Passage shown:

⁂

Using every tool to meet customer needs helped Perfection Pest Control increase revenue 21 percent this year, said President Tim Leatherman. One of the first in the region with bed bug detection dogs, it created a handyman division because customers couldn’t find good help to exclude stink bugs, rodents and bats. Acquisitions helped the company grow in Cincinnati, and it’s expanding its commercial base through word of mouth and maintenance-based services like drain cleaning. More acquisitions and great employees will spur growth in 2014, said Leatherman.

Stirring up Passion
Goodlettsville, Tenn.

P.E.S.T. has a “greater vision of treating people well,” said Julie Yant, who started the company with husband, Andy, in 2001. “Making sure people are doing things they’re passionate about” drives growth, she explained. Case in point: A technician with an innate ability to grow his route is now the company’s first salesman. This culture carries through to customers; revenue will exceed $1 million this year. A new nuisance wildlife service, expanding mosquito and bed bug control, and social media and community involvement will boost 2014 sales.

⁂

Tasks to perform:
a: In the pest control profiles, by what percent did Perfection Pest Control increase its revenue this year?
b: Duplicate the portion of the pest control profiles starting with "Using every tool" and going on through "Goodlettsville, Tenn.".
c: For each statement, say whether the pest control profiles agree with it, and quote the words that decide it: (i) Julie Yant started P.E.S.T. on her own in 2001. (ii) Perfection Pest Control created a handyman division. (iii) P.E.S.T.'s first salesman had previously been a technician.

Stored items:
⁂

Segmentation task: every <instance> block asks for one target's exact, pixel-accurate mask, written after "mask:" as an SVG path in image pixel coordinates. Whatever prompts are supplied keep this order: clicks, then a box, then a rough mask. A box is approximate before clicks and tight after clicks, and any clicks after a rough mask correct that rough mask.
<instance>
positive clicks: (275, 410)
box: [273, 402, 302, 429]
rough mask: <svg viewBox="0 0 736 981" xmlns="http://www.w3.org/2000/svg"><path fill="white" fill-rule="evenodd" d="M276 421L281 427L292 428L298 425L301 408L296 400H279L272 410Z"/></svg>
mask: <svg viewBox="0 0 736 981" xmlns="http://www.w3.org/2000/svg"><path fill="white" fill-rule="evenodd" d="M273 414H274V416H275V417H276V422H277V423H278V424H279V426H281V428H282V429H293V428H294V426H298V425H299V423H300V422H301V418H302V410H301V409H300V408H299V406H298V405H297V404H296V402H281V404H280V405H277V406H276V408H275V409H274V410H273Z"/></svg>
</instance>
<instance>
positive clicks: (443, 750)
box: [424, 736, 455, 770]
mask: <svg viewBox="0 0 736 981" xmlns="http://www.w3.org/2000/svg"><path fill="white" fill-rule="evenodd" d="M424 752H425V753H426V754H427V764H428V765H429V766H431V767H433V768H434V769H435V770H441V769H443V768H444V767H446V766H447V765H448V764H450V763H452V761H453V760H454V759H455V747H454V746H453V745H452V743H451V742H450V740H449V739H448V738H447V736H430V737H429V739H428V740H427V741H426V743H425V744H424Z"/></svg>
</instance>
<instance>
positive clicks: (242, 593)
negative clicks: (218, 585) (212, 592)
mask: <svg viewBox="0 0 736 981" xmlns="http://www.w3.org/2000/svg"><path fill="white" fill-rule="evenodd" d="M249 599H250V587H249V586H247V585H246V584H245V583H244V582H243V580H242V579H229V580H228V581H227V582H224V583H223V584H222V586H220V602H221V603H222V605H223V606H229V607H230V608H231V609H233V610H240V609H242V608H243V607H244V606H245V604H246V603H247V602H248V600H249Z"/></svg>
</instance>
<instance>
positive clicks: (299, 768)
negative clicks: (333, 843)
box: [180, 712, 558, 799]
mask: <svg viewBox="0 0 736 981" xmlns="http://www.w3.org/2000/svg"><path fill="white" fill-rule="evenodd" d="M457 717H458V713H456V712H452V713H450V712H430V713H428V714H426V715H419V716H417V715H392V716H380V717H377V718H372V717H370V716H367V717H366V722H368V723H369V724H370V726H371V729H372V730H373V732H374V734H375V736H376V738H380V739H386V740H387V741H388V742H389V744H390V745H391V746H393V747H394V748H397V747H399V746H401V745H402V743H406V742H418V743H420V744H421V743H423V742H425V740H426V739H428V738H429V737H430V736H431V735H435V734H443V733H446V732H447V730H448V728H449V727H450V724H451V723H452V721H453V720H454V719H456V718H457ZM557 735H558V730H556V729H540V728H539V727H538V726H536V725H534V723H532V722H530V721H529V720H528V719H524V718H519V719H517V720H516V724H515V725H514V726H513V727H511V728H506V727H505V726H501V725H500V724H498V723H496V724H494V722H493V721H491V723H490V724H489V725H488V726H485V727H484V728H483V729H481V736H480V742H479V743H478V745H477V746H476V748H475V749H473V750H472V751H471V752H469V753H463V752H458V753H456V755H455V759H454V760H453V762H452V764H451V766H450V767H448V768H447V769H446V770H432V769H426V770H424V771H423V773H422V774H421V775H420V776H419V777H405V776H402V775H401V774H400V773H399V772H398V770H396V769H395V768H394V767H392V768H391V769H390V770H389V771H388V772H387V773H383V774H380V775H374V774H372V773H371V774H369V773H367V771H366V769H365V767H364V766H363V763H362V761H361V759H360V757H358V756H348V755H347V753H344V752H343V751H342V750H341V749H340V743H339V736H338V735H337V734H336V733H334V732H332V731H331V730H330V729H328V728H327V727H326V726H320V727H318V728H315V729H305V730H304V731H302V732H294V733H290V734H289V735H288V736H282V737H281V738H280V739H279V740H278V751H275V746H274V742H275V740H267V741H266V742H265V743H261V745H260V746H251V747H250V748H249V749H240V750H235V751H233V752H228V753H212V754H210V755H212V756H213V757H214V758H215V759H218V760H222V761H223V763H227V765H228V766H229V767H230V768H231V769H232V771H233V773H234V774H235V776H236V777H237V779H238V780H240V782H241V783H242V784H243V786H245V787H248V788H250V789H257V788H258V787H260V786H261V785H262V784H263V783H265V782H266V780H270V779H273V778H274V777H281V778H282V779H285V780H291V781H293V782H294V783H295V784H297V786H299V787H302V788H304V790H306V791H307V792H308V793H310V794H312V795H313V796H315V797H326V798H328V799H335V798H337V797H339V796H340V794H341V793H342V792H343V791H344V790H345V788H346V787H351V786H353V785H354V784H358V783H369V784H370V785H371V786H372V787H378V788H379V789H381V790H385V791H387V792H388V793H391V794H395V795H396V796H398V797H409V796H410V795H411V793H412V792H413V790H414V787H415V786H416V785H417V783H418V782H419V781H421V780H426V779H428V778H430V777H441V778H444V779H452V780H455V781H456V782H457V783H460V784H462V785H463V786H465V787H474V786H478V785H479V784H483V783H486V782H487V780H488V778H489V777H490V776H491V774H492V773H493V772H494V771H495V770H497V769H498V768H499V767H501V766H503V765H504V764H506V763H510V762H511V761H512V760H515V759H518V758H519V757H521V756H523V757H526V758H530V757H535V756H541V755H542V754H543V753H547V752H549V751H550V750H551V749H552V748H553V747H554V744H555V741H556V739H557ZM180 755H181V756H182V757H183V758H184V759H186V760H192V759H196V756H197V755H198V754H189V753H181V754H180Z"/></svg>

⁂

Exercise results:
a: 21 percent

b:
Using every tool to meet customer needs helped Perfection Pest Control increase revenue 21 percent this year, said President Tim Leatherman. One of the first in the region with bed bug detection dogs, it created a handyman division because customers couldn’t find good help to exclude stink bugs, rodents and bats. Acquisitions helped the company grow in Cincinnati, and it’s expanding its commercial base through word of mouth and maintenance-based services like drain cleaning. More acquisitions and great employees will spur growth in 2014, said Leatherman.

Stirring up Passion
Goodlettsville, Tenn.

c:
(i) No: "who started the company with husband, Andy, in 2001"
(ii) Yes: "it created a handyman division"
(iii) Yes: "A technician with an innate ability to grow his route is now the company’s first salesman"